**Task details**: Reproduce the records below, substituting "place a single point on" for every occurrence of "put one point on" and leaving all other text unchanged.

Saved entries:

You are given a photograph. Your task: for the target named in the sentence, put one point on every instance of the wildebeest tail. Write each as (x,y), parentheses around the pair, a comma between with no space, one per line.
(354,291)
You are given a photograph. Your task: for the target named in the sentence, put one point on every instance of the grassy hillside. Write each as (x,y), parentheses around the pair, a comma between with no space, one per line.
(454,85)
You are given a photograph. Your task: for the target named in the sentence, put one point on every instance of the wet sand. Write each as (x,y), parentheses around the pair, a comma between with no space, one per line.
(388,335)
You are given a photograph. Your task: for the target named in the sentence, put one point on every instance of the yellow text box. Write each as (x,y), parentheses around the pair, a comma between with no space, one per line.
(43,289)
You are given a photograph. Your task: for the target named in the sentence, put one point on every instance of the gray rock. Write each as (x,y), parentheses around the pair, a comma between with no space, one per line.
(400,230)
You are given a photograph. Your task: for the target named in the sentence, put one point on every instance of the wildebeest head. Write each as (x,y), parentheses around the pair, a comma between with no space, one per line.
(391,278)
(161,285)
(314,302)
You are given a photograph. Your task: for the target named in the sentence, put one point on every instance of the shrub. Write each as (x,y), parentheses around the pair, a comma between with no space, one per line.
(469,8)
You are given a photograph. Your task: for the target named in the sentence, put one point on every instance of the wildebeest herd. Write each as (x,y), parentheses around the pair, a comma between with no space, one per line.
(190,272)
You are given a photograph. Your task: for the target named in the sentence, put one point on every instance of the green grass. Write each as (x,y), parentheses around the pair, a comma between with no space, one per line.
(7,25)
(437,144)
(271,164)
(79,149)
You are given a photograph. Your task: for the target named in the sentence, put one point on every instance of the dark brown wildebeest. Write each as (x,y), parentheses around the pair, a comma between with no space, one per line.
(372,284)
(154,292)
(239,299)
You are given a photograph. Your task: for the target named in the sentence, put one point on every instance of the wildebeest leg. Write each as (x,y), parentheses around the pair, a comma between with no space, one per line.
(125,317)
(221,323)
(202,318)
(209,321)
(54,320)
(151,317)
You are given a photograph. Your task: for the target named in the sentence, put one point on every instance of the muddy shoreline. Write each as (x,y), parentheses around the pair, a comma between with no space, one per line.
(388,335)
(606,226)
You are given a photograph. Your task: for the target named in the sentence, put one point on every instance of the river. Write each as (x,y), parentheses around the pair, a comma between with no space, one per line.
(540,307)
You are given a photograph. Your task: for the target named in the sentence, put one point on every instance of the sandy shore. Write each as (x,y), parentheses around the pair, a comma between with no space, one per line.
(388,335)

**Output for this exercise**:
You are given a photograph. Your task: for the target named in the sentence, place a single point on every instance of the wildebeest tail. Write each as (x,y), parentheses around the pair, a comma between with no space, one per line.
(354,291)
You are given a photograph. Your task: for the target named in the sentence, place a single point on every instance of the grassy hillside. Write each as (x,y), parentheses around the pair, a comma between with no space, one per line.
(454,85)
You are given a photograph. Your task: for the target named in the sentence, place a single point on every instance of the wet sand. Write each as (x,y), parentheses around the pair, a comma between with no space, one per line.
(388,335)
You are given a photograph. Your task: for the target named in the sentence, place a single point on every instance of the yellow text box. Write each as (x,y), parentheses around the pair, a comma between with no space, one per line.
(43,289)
You are given a photograph. Your task: for the target named in the sentence, place a single point on every instance of the gray rock. Write each as (x,y), parentheses around the pair, a comma between with no space, one per line.
(400,230)
You are given a photograph. Your task: for the target named in the sentence, place a single point on every instance of the wildebeest head. Write each as (x,y), parentheses around the pair, a comma between with no space, one per line.
(391,278)
(161,285)
(314,302)
You are given a photograph. Your task: for the target named in the sentence, place a single point on every instance of the shrub. Write each as (x,y), parentheses around the pair, a comma between with no space, one per line.
(469,8)
You are given a photograph. Your task: for the target named in the sentence, place a single point on every instance of the wildebeest herd. Write each as (x,y), parentheses around the pair, a comma between with no space, one per line.
(190,272)
You are given a photograph. Your task: for the target named in the sentence, place a single point on every instance of the green grass. Write each as (x,y), parentheses around the pair, a comma between with no space, one per line.
(7,25)
(437,144)
(271,164)
(79,149)
You are given a photograph. Your task: for the target named in the sentence, place a single point on every instance of the dark brown wildebeest. Write each as (x,y), parentheses around the pair, a comma between with no space, one per line.
(372,284)
(154,292)
(239,299)
You are given a photograph. Your task: for the target named in the sentence, place a single point on every instance of the wildebeest leg. Write each as (x,y), parentheses around the pair, a comma between with no space, one per line.
(125,317)
(221,323)
(202,318)
(209,321)
(54,320)
(151,317)
You are given a photograph. Your task: for the target named in the sentence, place a single point on every instance of the muddy shoreline. Write each as (x,y), parentheses around the pair, a comma between with no space, one per line.
(388,335)
(606,226)
You are given a photograph. Your task: for the target named in the sentence, place a single point on every instance of the river. Write each as (x,y), parentheses around the pair, a comma between with no space, one per line.
(540,307)
You are given a photograph. Your task: for the target named in the sentence, place a single point on every instance of the sandy shore. Write each as (x,y), parentheses around the pair, a comma between with no space, one per line.
(388,335)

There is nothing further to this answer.